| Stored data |
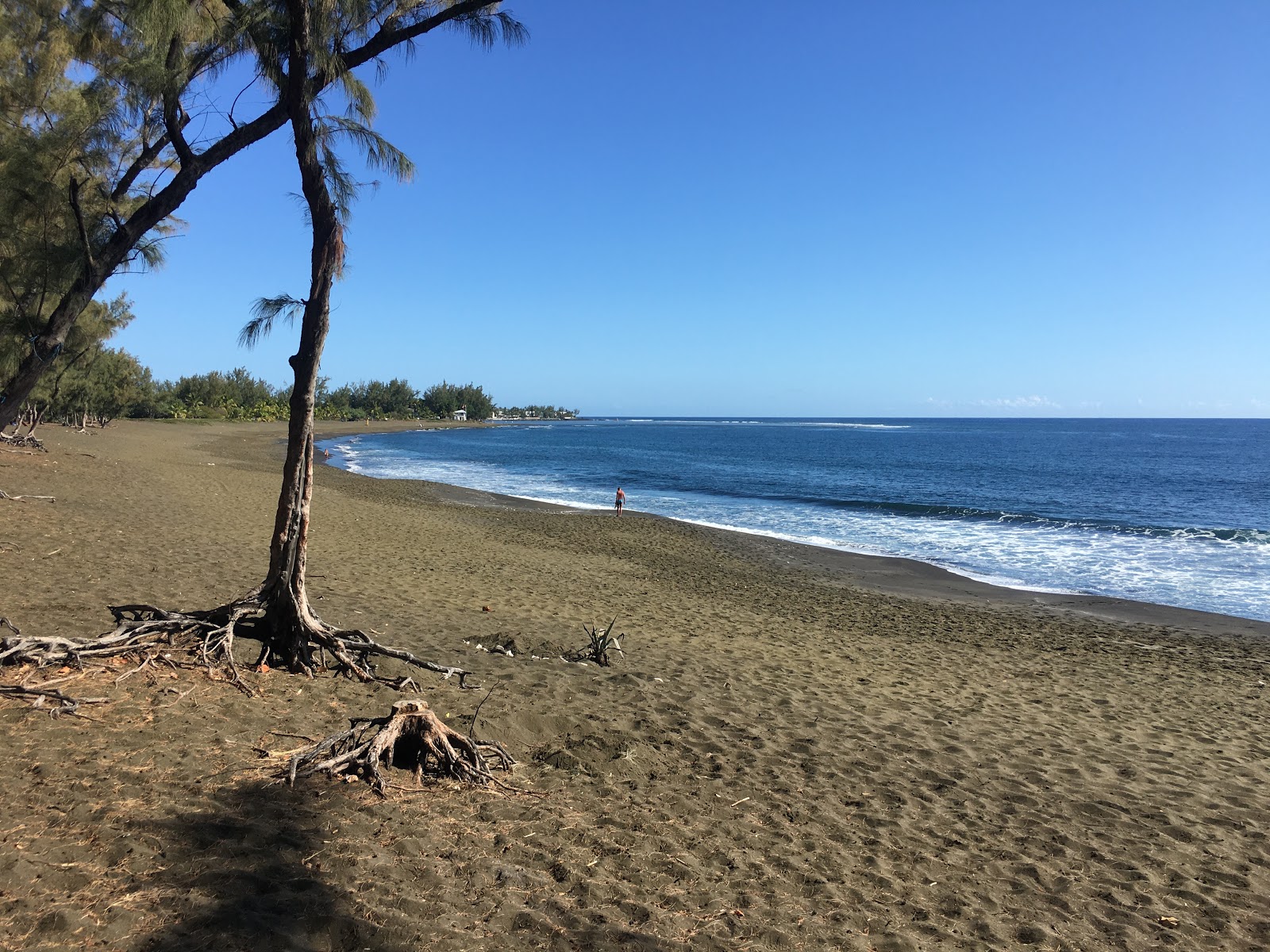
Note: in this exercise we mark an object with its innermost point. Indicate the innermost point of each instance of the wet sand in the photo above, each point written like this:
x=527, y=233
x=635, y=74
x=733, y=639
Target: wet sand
x=800, y=749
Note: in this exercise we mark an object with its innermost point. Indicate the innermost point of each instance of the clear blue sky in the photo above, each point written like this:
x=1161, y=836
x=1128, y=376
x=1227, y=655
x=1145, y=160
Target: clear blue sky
x=832, y=209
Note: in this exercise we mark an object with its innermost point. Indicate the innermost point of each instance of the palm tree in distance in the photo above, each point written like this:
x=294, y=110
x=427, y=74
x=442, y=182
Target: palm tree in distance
x=302, y=51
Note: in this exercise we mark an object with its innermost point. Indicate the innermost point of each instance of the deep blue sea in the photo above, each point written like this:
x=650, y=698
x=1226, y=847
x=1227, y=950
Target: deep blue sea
x=1174, y=512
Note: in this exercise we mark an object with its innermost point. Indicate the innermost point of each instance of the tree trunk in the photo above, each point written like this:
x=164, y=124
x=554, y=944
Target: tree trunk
x=116, y=251
x=289, y=616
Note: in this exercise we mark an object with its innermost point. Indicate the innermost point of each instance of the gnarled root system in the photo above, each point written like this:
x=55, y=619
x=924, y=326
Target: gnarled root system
x=412, y=738
x=206, y=639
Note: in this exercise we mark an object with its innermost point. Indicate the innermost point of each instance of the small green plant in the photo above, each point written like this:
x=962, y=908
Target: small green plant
x=602, y=643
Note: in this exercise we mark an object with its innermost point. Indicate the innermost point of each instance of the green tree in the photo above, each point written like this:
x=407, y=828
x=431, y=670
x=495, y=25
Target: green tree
x=154, y=60
x=309, y=44
x=444, y=399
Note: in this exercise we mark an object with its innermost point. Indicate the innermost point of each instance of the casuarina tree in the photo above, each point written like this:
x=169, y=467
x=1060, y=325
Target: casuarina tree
x=302, y=48
x=116, y=159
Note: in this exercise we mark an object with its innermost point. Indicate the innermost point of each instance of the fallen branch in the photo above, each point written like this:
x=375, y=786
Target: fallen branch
x=25, y=441
x=412, y=738
x=41, y=697
x=23, y=499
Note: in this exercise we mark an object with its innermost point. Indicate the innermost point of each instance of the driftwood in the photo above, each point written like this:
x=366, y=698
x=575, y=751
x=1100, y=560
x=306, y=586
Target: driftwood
x=206, y=639
x=25, y=442
x=412, y=738
x=602, y=641
x=55, y=702
x=23, y=499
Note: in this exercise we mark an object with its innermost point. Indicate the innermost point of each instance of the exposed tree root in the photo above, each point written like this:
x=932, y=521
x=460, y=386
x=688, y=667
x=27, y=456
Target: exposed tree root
x=412, y=738
x=50, y=700
x=148, y=632
x=27, y=441
x=23, y=499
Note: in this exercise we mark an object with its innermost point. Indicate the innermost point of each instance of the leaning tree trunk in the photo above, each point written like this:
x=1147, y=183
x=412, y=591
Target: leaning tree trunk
x=291, y=621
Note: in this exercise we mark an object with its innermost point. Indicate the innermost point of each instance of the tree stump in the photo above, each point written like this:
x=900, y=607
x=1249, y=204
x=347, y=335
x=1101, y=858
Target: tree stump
x=413, y=739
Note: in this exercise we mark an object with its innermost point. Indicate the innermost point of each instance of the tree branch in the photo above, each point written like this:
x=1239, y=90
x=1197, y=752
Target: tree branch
x=171, y=111
x=387, y=38
x=79, y=225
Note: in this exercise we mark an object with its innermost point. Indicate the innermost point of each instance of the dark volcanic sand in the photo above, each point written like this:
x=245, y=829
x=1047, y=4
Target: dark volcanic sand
x=802, y=749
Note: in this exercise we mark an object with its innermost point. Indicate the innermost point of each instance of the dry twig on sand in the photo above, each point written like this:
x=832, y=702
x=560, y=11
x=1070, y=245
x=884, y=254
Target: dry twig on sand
x=23, y=499
x=46, y=698
x=412, y=738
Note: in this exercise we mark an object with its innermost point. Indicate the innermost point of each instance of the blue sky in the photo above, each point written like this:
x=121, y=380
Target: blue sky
x=861, y=209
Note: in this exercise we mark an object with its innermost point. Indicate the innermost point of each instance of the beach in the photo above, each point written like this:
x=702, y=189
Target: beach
x=799, y=749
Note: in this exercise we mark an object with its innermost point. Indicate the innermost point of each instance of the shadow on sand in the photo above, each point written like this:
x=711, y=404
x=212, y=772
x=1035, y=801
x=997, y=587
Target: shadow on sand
x=239, y=873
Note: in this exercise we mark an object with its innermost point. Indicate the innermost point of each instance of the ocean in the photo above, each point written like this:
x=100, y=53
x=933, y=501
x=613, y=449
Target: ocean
x=1172, y=512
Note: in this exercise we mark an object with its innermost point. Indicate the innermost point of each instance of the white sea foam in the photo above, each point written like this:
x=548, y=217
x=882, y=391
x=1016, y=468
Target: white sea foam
x=1184, y=569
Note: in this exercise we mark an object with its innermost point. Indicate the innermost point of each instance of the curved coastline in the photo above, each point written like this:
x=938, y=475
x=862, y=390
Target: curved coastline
x=892, y=575
x=787, y=727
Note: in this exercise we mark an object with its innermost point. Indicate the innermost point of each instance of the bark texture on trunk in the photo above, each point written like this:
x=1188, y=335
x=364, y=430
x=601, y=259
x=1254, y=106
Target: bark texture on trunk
x=283, y=593
x=107, y=259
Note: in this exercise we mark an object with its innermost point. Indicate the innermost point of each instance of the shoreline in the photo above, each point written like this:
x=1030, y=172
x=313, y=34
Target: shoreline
x=797, y=749
x=895, y=575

| Problem to solve |
Print all the lines above exactly, leaving out the pictures.

| Exercise answer |
Note: in this exercise we mark an object with its innermost point. Indicate the innermost point of each instance of the wet sand in the photo above, each point written like this:
x=527, y=233
x=635, y=74
x=733, y=639
Target: wet sand
x=800, y=749
Note: in this exercise we mark an object with its innermost point. Indicate the innermost point of each instance of the clear blue sky in the photo above, each point written like this:
x=1161, y=836
x=1128, y=376
x=1227, y=655
x=1145, y=160
Target: clear blue sky
x=832, y=209
Note: in this exercise we mark an object with its innermost point. Indicate the innermost point of each instance of the palm tree in distance in the photo above, each point written like this:
x=294, y=110
x=427, y=74
x=442, y=182
Target: palm tree in distance
x=302, y=51
Note: in this exercise we mark an object with its innermost point. Indicate the innermost point of each instance of the deep blue sea in the photo above, each point written like this:
x=650, y=698
x=1226, y=847
x=1227, y=950
Target: deep blue sea
x=1174, y=512
Note: in this exercise we mark an object with its innermost point. Indicate the innermost point of each instance of the tree trunk in the photo above, each point written like this:
x=164, y=124
x=554, y=944
Target: tree trunk
x=116, y=251
x=289, y=616
Note: in this exercise we mark an object with its innermost point. Indicate the innermost point of each instance of the gnarled root system in the photo above, each point written like this:
x=55, y=619
x=924, y=326
Target: gnarled root system
x=412, y=738
x=206, y=639
Note: in this exercise we mark an object with its innermost point. Indicate the innermost point of each instance of the small green plant in the photo above, each point written like this:
x=962, y=908
Target: small green plant
x=602, y=643
Note: in this exercise we mark an object with its innermost point. Indicate the innermost point of each instance of the green tree in the photo above, each point written like this:
x=407, y=828
x=431, y=670
x=495, y=25
Target: green tree
x=154, y=60
x=309, y=44
x=444, y=399
Note: in this exercise we mark an object with its innermost point. Indicate the innermost point of each instance of the casuarina tree in the photo above, each point written like this:
x=169, y=467
x=1060, y=325
Target: casuarina tree
x=302, y=48
x=116, y=159
Note: in this exercise we mark an object with its innermost point. Indicate the innermost point of each instance of the fallen branch in the photo above, each point written like this:
x=375, y=786
Target: fallen branch
x=25, y=441
x=412, y=738
x=41, y=697
x=23, y=499
Note: in this exercise we mark an object with its innermost point. Indicate the innermost point of each instance of the driftwood in the photo above, each point written like this:
x=366, y=698
x=575, y=751
x=1100, y=560
x=306, y=586
Target: driftwood
x=206, y=639
x=25, y=442
x=412, y=738
x=602, y=641
x=55, y=702
x=23, y=499
Note: in this exercise we mark an object with its innermost point. Indicate the innermost point of each instance of the exposed tree root in the photo above, each point written like this:
x=932, y=521
x=460, y=386
x=688, y=667
x=27, y=456
Target: exposed tree root
x=412, y=738
x=50, y=700
x=148, y=632
x=27, y=441
x=23, y=499
Note: in this exercise we mark an object with its innermost point. Indicate the innermost point of each instance of the leaning tree trunk in the photo above, each point written like this:
x=1147, y=183
x=412, y=591
Target: leaning tree trunk
x=291, y=621
Note: in this exercise we mark an object with its innermost point. Indicate the innermost point of each instance of the tree stump in the photo above, each point written like this:
x=900, y=607
x=1249, y=204
x=347, y=335
x=1101, y=858
Target: tree stump
x=413, y=739
Note: in this exercise we mark an object with its innermost point. Indicate the innermost point of each instance of the tree branch in the photo above, each point written like this:
x=1239, y=90
x=1197, y=752
Target: tree branch
x=171, y=111
x=387, y=38
x=79, y=225
Note: in this exercise we mark an object with its innermost point. Indicate the innermost point of each instance of the dark volcanic sand in the photo above, each point written like this:
x=245, y=829
x=1047, y=4
Target: dark volcanic sand
x=802, y=749
Note: in this exercise we mark an object with its innermost point. Indicate the innermost point of each instance of the dry twig on sand in the photo above, each point written like this:
x=832, y=702
x=560, y=11
x=1070, y=245
x=884, y=254
Target: dry twig on sand
x=23, y=499
x=46, y=698
x=412, y=738
Note: in this exercise we mark an object with its innermost point. Indicate the innermost point of each instance of the blue sky in the photo above, each point written like this:
x=121, y=380
Target: blue sky
x=861, y=209
Note: in this exercise we mark an object with its innermost point. Indicate the innermost point of each instance of the beach in the photo above, each point written like this:
x=702, y=189
Target: beach
x=799, y=749
Note: in this exercise we mark an object with its innermost point. Indicate the innermost point of each instance of the shadow on sand in the photo above, each point written like this:
x=711, y=404
x=212, y=772
x=1035, y=801
x=997, y=587
Target: shadow on sand
x=239, y=873
Note: in this exercise we mark an object with its innermost point. Indicate the innermost point of each instance of the ocean in the photo above, each point written like this:
x=100, y=53
x=933, y=501
x=613, y=449
Target: ocean
x=1172, y=512
Note: in this exercise we mark an object with its innermost point. Indicate the innermost point of each instance of the white sea foam in the photo above, each point written like this:
x=548, y=217
x=882, y=391
x=1016, y=468
Target: white sea foam
x=1184, y=569
Note: in this exercise we mark an object with its innermost point. Indicate the innermost point of each instance of the curved coastline in the photo above, each point written like this:
x=938, y=475
x=862, y=390
Target: curved coastline
x=892, y=575
x=787, y=727
Note: in this exercise we mark an object with its innermost point. Indicate the innermost point of each instance of the bark texture on trunk in the photo above, each point written like this:
x=1188, y=335
x=364, y=430
x=601, y=259
x=1254, y=106
Target: bark texture on trunk
x=283, y=593
x=107, y=259
Note: in this exercise we mark an object with its innermost point. Indicate the innermost point of each instance of the shoreline in the photo above, each point written like this:
x=1030, y=172
x=313, y=34
Target: shoreline
x=797, y=749
x=895, y=575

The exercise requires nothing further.